* _TASK BRIEF_: The copy you return should hold every record below word for word and no images.
INPUT FOR THIS TASK Block Start
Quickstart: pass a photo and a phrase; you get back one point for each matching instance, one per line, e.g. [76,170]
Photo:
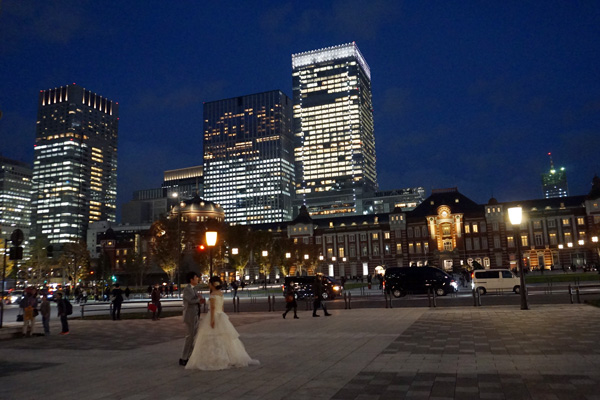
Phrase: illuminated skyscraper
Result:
[15,198]
[248,157]
[75,163]
[333,127]
[554,182]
INPUT FOR THIS TASK Block End
* _EXERCISE SOLUTION_:
Quickstart: pass a photo and a phrase; you get back one point for each matching instance, one per line, e.g. [76,170]
Photo:
Phrase: illuminated skyscraper
Result:
[15,198]
[248,157]
[75,163]
[333,127]
[554,182]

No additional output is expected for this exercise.